Exercise prompt: Reproduce verbatim the lines of the records below that run from the line containing "Caption verification task — the caption states that the tree" through the line containing "79 95 955 973", both lines included.

Provided records:

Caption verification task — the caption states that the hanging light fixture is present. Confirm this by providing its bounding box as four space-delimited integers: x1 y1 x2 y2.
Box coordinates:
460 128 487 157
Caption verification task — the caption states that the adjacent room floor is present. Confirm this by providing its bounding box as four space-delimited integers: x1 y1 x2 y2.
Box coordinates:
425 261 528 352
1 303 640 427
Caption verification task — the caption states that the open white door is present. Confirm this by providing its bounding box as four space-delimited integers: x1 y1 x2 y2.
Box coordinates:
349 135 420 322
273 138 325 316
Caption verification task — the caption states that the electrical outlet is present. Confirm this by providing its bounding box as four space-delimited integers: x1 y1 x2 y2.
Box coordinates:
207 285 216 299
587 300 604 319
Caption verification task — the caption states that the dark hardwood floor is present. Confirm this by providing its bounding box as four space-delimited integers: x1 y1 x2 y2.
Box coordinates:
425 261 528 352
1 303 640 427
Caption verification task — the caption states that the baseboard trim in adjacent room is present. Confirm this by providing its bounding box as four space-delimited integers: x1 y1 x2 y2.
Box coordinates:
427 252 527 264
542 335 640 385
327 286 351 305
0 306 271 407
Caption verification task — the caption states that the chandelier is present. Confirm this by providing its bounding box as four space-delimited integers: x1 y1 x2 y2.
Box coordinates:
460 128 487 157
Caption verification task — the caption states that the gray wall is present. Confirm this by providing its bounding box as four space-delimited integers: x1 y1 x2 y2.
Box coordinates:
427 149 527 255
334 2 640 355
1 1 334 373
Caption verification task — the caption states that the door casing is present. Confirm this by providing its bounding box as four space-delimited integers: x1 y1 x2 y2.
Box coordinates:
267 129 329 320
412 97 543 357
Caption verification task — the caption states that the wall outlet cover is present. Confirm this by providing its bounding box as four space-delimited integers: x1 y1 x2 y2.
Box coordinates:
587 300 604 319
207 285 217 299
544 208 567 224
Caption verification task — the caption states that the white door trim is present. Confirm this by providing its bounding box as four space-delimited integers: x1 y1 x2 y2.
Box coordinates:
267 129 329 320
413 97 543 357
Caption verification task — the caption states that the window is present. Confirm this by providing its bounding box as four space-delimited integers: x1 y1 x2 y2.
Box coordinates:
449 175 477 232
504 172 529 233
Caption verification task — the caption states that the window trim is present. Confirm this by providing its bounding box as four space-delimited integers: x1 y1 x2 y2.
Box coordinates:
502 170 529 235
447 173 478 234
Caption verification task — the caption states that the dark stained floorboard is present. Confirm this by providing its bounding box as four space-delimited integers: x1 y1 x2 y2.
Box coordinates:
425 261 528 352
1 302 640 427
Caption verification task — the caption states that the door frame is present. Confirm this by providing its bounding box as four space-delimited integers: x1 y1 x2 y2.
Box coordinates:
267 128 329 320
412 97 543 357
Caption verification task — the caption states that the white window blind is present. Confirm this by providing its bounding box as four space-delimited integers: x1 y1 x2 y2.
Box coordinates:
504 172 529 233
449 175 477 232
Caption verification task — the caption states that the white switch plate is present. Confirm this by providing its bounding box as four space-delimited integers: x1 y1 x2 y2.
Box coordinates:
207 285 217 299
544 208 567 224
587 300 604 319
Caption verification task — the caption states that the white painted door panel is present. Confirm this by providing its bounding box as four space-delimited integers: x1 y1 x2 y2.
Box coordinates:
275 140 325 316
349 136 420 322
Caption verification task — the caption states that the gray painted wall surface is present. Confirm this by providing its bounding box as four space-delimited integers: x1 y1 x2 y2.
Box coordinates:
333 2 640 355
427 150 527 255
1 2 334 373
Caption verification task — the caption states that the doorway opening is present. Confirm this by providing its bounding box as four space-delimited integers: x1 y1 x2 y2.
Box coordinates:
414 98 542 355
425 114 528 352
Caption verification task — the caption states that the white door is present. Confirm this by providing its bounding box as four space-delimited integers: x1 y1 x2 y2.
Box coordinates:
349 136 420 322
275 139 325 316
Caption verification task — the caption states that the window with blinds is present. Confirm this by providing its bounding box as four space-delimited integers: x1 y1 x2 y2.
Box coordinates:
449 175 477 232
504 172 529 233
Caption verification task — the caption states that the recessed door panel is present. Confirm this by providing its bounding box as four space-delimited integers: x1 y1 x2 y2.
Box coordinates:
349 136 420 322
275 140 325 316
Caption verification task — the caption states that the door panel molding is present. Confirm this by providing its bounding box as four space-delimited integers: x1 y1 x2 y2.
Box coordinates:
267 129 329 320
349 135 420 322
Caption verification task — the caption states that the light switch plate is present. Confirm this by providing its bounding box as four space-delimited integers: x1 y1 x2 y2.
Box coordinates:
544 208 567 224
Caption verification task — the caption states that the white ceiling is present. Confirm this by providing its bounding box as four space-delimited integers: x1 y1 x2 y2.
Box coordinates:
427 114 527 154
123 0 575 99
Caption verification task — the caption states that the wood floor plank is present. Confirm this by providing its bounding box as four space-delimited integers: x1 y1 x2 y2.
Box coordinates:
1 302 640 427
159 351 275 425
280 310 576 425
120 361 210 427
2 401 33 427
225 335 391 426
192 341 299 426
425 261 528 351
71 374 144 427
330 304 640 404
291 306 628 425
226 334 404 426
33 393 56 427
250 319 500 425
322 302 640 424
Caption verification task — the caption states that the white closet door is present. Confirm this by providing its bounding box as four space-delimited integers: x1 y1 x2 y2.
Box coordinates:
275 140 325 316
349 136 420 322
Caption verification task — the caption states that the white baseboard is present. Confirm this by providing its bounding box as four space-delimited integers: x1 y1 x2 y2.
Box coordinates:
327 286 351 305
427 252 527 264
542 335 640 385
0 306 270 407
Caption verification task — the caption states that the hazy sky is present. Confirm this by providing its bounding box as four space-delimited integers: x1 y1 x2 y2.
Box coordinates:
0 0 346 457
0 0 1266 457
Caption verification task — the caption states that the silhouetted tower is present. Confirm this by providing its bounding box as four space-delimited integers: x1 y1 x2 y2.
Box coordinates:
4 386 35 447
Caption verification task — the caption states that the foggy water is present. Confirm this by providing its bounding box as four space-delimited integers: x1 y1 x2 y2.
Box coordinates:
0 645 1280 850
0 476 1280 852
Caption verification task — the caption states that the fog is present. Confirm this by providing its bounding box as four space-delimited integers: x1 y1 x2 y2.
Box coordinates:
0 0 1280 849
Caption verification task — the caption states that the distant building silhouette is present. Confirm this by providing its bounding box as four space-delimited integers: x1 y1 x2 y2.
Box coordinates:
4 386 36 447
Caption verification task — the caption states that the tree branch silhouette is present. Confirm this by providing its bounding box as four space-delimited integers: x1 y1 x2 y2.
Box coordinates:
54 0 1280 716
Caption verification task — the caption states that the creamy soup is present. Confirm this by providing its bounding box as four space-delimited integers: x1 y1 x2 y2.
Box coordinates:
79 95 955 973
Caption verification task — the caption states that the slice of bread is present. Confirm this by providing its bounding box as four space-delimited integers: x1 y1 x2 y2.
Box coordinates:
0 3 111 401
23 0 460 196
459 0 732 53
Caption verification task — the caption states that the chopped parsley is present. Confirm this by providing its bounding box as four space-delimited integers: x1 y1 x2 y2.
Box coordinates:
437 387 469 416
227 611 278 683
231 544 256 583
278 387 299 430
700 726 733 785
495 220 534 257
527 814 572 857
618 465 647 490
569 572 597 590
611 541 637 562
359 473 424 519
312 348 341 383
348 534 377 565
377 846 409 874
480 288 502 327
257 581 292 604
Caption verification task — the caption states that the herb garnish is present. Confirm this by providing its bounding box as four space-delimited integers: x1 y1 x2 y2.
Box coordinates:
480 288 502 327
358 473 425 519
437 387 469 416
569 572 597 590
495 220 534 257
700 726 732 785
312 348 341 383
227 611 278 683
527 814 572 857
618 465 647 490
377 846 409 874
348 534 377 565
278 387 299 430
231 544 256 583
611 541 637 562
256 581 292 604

Expected answer:
Caption verification task — the caption states that the tree branch silhouette is present. Confirm this by providing its bounding box as four space-delimited integers: x1 y1 x2 y2.
Box coordinates:
54 0 1280 716
Caption verification task — the caption states that the creamy soup is present. Confirm this by providing its bounding box as four space-delimited integers: x1 y1 x2 y2.
Box coordinates:
79 95 955 973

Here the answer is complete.